- Task directions -
Restate every entry word for word.

· · · · ·

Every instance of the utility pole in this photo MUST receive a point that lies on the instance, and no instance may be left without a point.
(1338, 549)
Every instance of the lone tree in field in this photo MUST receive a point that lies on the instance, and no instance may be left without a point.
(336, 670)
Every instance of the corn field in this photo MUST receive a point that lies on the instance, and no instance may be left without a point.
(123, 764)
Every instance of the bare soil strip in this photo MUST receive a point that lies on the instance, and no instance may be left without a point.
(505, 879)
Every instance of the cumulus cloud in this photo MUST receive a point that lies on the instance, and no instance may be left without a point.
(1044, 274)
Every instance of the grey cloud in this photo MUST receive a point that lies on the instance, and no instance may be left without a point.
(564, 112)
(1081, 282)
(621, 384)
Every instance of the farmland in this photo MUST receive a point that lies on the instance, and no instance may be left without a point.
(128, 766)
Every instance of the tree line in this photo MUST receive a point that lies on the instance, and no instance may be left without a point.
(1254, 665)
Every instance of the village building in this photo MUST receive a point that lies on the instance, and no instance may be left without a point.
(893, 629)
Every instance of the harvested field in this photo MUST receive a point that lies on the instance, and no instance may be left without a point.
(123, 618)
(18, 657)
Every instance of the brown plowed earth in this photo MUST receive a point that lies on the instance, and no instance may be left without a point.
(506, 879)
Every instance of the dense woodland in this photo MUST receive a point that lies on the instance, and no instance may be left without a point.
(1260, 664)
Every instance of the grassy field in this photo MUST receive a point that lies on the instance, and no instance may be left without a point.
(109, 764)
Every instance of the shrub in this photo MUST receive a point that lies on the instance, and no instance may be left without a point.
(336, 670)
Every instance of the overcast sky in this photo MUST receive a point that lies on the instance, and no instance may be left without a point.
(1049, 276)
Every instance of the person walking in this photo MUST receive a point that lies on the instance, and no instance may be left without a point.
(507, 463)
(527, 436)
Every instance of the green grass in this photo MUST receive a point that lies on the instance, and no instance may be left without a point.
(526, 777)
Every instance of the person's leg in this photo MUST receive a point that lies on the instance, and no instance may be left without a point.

· · · · ·

- Answer to the exercise -
Every instance of the utility pole in this photo MUST receive a point that lies on the instance, and no instance may be left without a point.
(1338, 549)
Every instance of the lone tree in field in this photo MUST receive a point that lies on the instance, and no instance may be left without a point.
(336, 670)
Every instance of the corn field in this photo MUST receive a point that lies on the instance, and no instance may be left without a point.
(123, 764)
Every instance of the bare soil strip in this photo MUST receive a point that lies on the instance, and no instance may be left without a point.
(505, 879)
Every instance of the cumulus cloud in this photo MUST receive a point that lies on the instance, and no instance may be left without a point.
(1044, 274)
Every instance of the grey cloud in this photo MUST receive a point that lies on the instance, and no instance may be left without a point.
(564, 112)
(1081, 282)
(621, 384)
Every instance of the farmland in this photo MUST receive a point that lies on the instance, and no instance may be left without a point.
(128, 766)
Every instance of the tree line in this photo MUST receive a point that lies on the instance, and no instance may be left without a point.
(1254, 665)
Every instance of the village building in this photo MUST receive a point that lies on the instance, and no instance may be left without a point.
(893, 629)
Every instance of the harvested field in this photo MUST receive a point that lies on the instance, and no instance may be left without a point.
(123, 618)
(18, 657)
Every instance of the brown plowed earth in this photo MUST receive a point that lies on the instance, and no instance may be left without a point.
(506, 879)
Every instance of the dense woodland in this photo MUST receive a point that lies on the instance, and no instance may be left without a point.
(1260, 664)
Every instance of the grassy field in this photo MUST receive a point that lies on the instance, and no instance may be left without a point.
(109, 764)
Every instance of the shrub in this photo MUST receive a point that lies on the instance, and no instance may be left without a point.
(336, 670)
Every instance of the overcast sky in this photo MUST receive a point that lies on the instance, and no instance may be left without a point.
(1049, 276)
Every instance of the person walking in this photo MUST receive a point that lies on the instance, and no instance may be left without a point.
(507, 463)
(527, 436)
Every instance of the green grass in this photo MUST receive a point that lies on the instance, and no instance may be left without a point.
(526, 777)
Every instance of the person's leg in this photo MUST receive a point that lies on the instance, and no instance may be left without a point.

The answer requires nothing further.